=== Records for processing ===

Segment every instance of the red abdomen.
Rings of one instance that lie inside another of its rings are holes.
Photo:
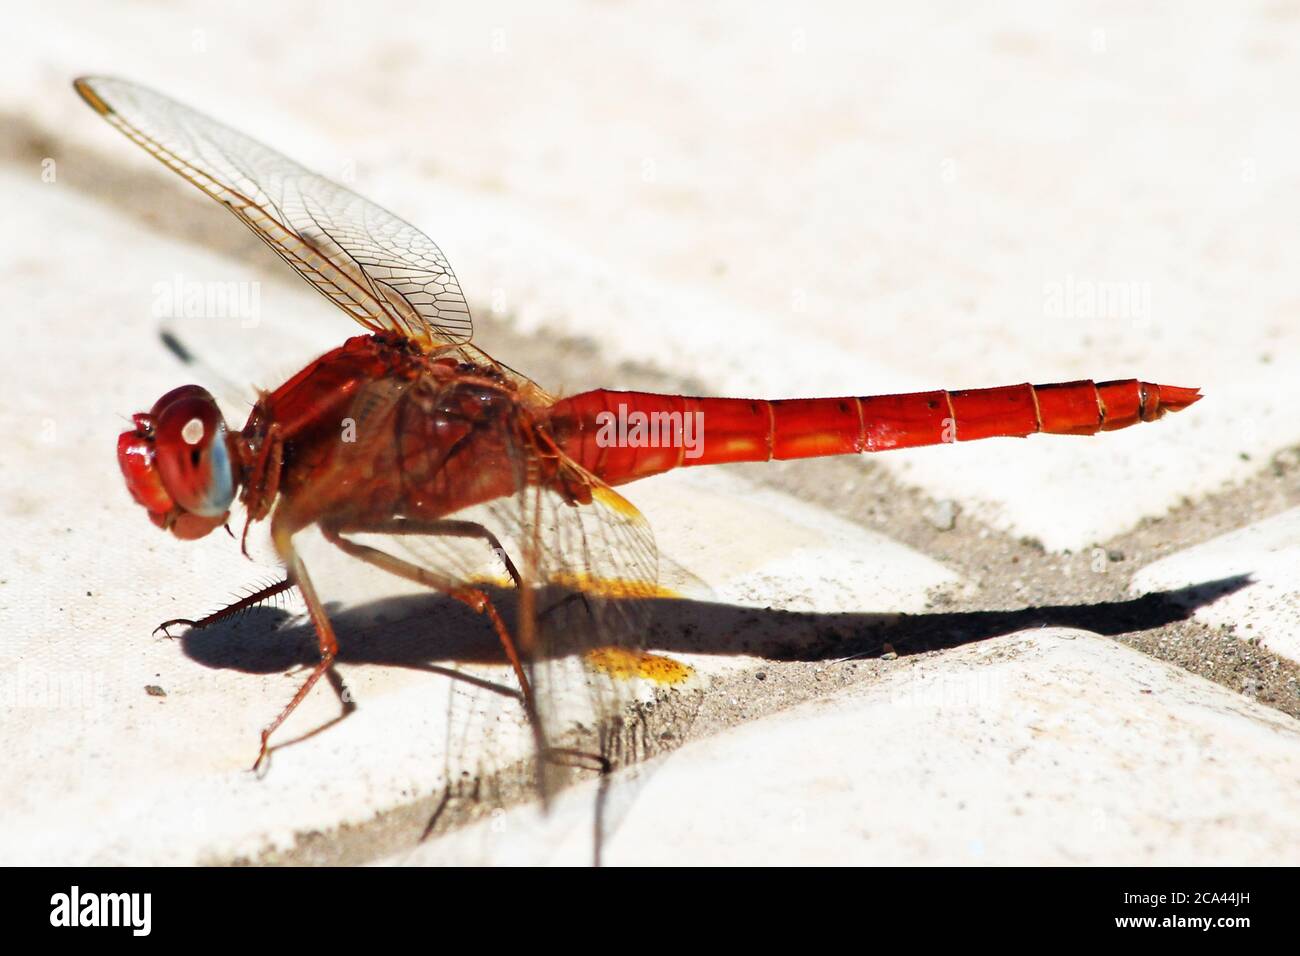
[[[763,401],[584,392],[549,423],[571,458],[609,484],[686,465],[815,458],[1035,432],[1093,435],[1154,421],[1200,398],[1136,379]]]

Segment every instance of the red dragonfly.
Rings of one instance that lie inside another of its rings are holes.
[[[203,537],[226,525],[237,498],[245,536],[270,520],[283,581],[184,623],[210,624],[289,588],[306,604],[320,661],[262,732],[254,768],[338,651],[294,547],[309,527],[360,561],[482,613],[513,669],[539,755],[558,759],[581,752],[560,746],[560,675],[574,661],[617,671],[609,654],[619,649],[637,660],[646,636],[635,608],[660,593],[651,531],[611,486],[683,466],[1092,435],[1200,397],[1126,379],[777,401],[607,389],[557,399],[470,344],[460,285],[414,226],[161,94],[98,77],[75,86],[366,329],[262,393],[240,431],[207,391],[185,385],[135,415],[118,440],[127,488],[159,528]],[[367,535],[391,547],[358,540]],[[448,542],[502,563],[517,590],[513,628]],[[627,702],[608,685],[594,694],[601,719],[616,719]]]

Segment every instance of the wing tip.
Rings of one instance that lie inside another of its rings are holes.
[[[72,88],[77,91],[77,95],[86,101],[87,106],[100,116],[107,116],[113,112],[113,108],[103,101],[100,95],[95,92],[95,88],[91,85],[97,79],[99,79],[99,77],[79,76],[72,81]]]

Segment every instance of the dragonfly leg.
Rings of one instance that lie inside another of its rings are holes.
[[[443,522],[433,522],[433,524],[441,523]],[[472,522],[446,523],[464,525],[472,524]],[[425,525],[424,527],[428,527],[428,525]],[[480,525],[478,527],[481,528],[482,526]],[[366,531],[375,533],[381,530],[385,533],[393,533],[391,524],[384,524],[382,526],[374,525],[364,530],[353,529],[351,525],[348,526],[348,531],[355,531],[357,534],[362,534]],[[491,535],[491,532],[486,528],[482,528],[482,530],[486,534]],[[435,574],[427,568],[420,567],[418,564],[412,564],[410,561],[404,561],[401,558],[394,557],[386,551],[380,551],[378,548],[372,548],[368,545],[357,544],[355,541],[349,541],[347,538],[343,537],[336,528],[322,525],[321,533],[325,536],[325,540],[339,548],[344,554],[350,555],[359,561],[365,561],[367,564],[372,564],[377,568],[387,571],[389,574],[395,574],[398,577],[406,578],[408,581],[414,581],[417,584],[423,584],[425,587],[441,591],[444,594],[455,598],[457,601],[473,608],[479,614],[485,615],[488,620],[492,622],[492,627],[497,633],[497,638],[501,641],[501,646],[506,652],[506,657],[510,661],[510,666],[515,672],[515,678],[519,681],[519,689],[524,701],[524,710],[528,714],[528,720],[533,726],[534,733],[539,736],[539,748],[543,751],[545,750],[545,747],[542,746],[542,741],[540,740],[541,730],[540,724],[537,721],[537,705],[533,697],[532,683],[528,680],[528,674],[524,671],[523,660],[519,656],[519,651],[515,646],[514,639],[510,636],[510,631],[506,627],[505,621],[501,619],[501,615],[497,613],[496,607],[492,604],[491,598],[489,598],[486,593],[480,591],[478,588],[462,587],[449,578],[444,578],[441,575]],[[411,530],[410,533],[438,532],[415,532]],[[473,533],[466,536],[478,537],[479,535]],[[495,536],[492,536],[492,540],[495,540]],[[504,558],[505,552],[501,551],[499,553]],[[506,558],[506,560],[508,560],[508,558]],[[507,567],[513,569],[514,566],[507,565]],[[516,578],[516,581],[517,580],[518,579]]]
[[[510,575],[510,580],[514,581],[515,589],[521,590],[524,586],[524,579],[515,568],[514,561],[510,560],[510,554],[502,546],[497,536],[492,533],[491,529],[477,521],[460,521],[460,520],[440,520],[440,521],[419,521],[411,518],[388,518],[381,521],[371,522],[366,525],[356,523],[348,524],[349,534],[425,534],[425,535],[445,535],[451,538],[480,538],[487,542],[492,553],[500,559],[505,566],[506,573]],[[544,608],[540,612],[540,617],[545,617],[554,611],[559,610],[570,601],[581,601],[590,610],[590,602],[587,596],[581,592],[569,594],[561,598],[550,607]]]
[[[280,711],[279,716],[262,730],[262,747],[257,753],[257,759],[253,761],[254,771],[262,766],[263,761],[266,760],[267,755],[270,753],[268,741],[271,739],[271,735],[303,702],[311,689],[316,686],[316,682],[321,679],[321,676],[334,665],[334,658],[339,652],[338,640],[334,636],[334,627],[330,624],[329,617],[325,614],[325,607],[321,604],[320,598],[317,597],[316,588],[312,585],[311,578],[307,577],[307,569],[303,566],[298,553],[293,550],[289,537],[288,534],[277,534],[276,544],[281,557],[284,558],[285,565],[289,569],[289,576],[286,580],[292,581],[298,586],[298,591],[302,594],[302,599],[307,605],[307,614],[316,628],[316,639],[320,643],[320,661],[312,669],[307,679],[303,681],[302,686],[298,688],[298,693],[293,695],[293,700],[289,701],[284,710]],[[336,685],[335,689],[338,690],[339,685]]]
[[[424,535],[446,535],[448,537],[454,537],[454,538],[479,538],[487,542],[488,547],[492,549],[493,553],[495,553],[496,556],[501,560],[501,563],[505,565],[505,569],[509,573],[510,579],[515,583],[515,588],[516,589],[523,588],[523,578],[520,576],[519,571],[515,568],[514,562],[510,560],[510,555],[506,552],[506,549],[502,547],[501,542],[497,539],[497,536],[492,533],[491,529],[487,528],[484,525],[479,524],[477,521],[461,521],[461,520],[451,520],[451,519],[444,519],[438,521],[419,521],[419,520],[412,520],[410,518],[388,518],[388,519],[372,522],[366,525],[350,522],[347,526],[347,530],[348,533],[350,534],[367,534],[367,533],[369,534],[424,534]],[[363,545],[358,545],[355,544],[354,542],[346,541],[345,539],[342,538],[337,538],[337,534],[331,536],[331,533],[329,531],[326,531],[325,534],[330,541],[338,545],[348,554],[352,554],[355,557],[361,558],[361,560],[368,560],[367,558],[361,557],[361,555],[356,554],[355,552],[349,550],[349,548],[362,548],[364,547]],[[382,551],[377,551],[376,553],[384,554],[384,552]],[[395,562],[400,561],[400,559],[393,558],[390,555],[385,555],[385,556],[390,558],[390,560],[392,561]],[[406,564],[406,562],[400,562],[400,563]],[[380,566],[384,567],[385,570],[392,570],[387,565],[380,565]],[[428,572],[426,572],[423,568],[414,565],[410,565],[410,567],[416,572],[420,572],[422,574],[428,574]],[[395,572],[395,573],[400,573],[400,572]],[[409,575],[403,575],[403,576],[409,577]],[[432,577],[432,575],[429,576]],[[460,600],[465,601],[465,597],[453,593],[454,589],[447,586],[448,582],[444,582],[443,585],[440,586],[440,585],[430,585],[429,582],[424,580],[422,577],[411,577],[411,580],[414,580],[417,583],[429,585],[431,587],[437,587],[439,590],[450,593],[454,597],[458,597]],[[531,685],[524,672],[518,649],[515,646],[515,642],[511,640],[509,631],[506,629],[504,623],[501,622],[500,617],[497,615],[496,609],[492,607],[492,603],[490,600],[488,600],[487,595],[484,594],[482,591],[471,591],[468,593],[472,593],[473,595],[476,595],[478,598],[481,598],[483,603],[486,605],[486,612],[489,614],[489,616],[493,621],[493,626],[497,630],[497,635],[501,640],[501,645],[502,647],[505,648],[506,656],[510,659],[510,664],[515,671],[515,676],[519,680],[519,686],[523,688],[524,706],[528,711],[529,718],[530,720],[533,721],[534,727],[537,727],[538,726],[537,721],[533,719],[533,715],[536,713],[536,711],[534,709],[534,704],[532,703]],[[551,605],[550,607],[545,608],[540,612],[540,615],[544,617],[545,615],[558,610],[560,607],[569,603],[570,601],[575,601],[575,600],[581,601],[584,605],[587,605],[588,609],[590,609],[590,602],[588,602],[587,596],[581,592],[577,592],[574,594],[570,594],[567,597],[562,598],[557,603]],[[476,611],[483,613],[484,609],[478,607],[476,602],[466,601],[466,603],[469,604],[470,607],[473,607]],[[609,759],[600,754],[591,754],[591,753],[587,753],[586,751],[576,750],[571,747],[543,746],[543,741],[540,738],[540,734],[538,739],[538,746],[540,748],[541,753],[543,753],[546,756],[546,759],[551,763],[556,764],[557,766],[575,767],[584,770],[595,770],[598,773],[602,773],[602,774],[609,773],[610,770],[612,769],[612,764],[610,763]]]
[[[284,439],[280,434],[278,422],[271,425],[262,442],[262,448],[253,463],[252,473],[248,478],[248,518],[244,521],[244,533],[239,539],[239,550],[244,557],[248,554],[248,531],[254,521],[266,517],[280,493],[280,470],[284,462]]]
[[[170,621],[163,621],[154,628],[153,632],[157,634],[159,631],[162,631],[167,637],[171,637],[167,628],[179,627],[182,624],[192,628],[193,630],[198,630],[199,628],[207,627],[209,624],[216,624],[218,621],[224,621],[227,618],[242,614],[249,608],[261,604],[267,598],[275,597],[277,594],[282,594],[292,587],[293,579],[286,576],[283,581],[276,584],[268,584],[266,587],[260,588],[251,594],[246,594],[234,604],[229,604],[219,611],[213,611],[211,614],[207,615],[207,617],[201,617],[198,620],[193,620],[188,617],[174,617]]]
[[[487,542],[492,553],[497,556],[505,566],[506,573],[510,575],[510,580],[515,582],[515,587],[523,587],[523,578],[515,568],[515,563],[510,560],[510,555],[502,547],[497,536],[490,529],[477,521],[418,521],[411,518],[389,518],[383,521],[376,521],[370,524],[358,524],[355,522],[348,523],[349,534],[421,534],[421,535],[441,535],[448,538],[479,538]]]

===

* **Problem**: Among the records above, a stretch begins at the line containing "Segment every instance of the wing tip." and ends at the line containing "Segment every instance of the dragonfly leg.". Restate that stretch word for word, and nothing else.

* **Solved problem**:
Segment every instance of the wing tip.
Rings of one instance that lie inside another of its rings are holes.
[[[72,88],[77,91],[77,95],[86,101],[87,106],[100,116],[107,116],[113,112],[113,108],[103,101],[100,95],[95,92],[95,88],[91,85],[97,79],[99,79],[99,77],[79,76],[72,81]]]

Segment every instance of the dragonfly leg.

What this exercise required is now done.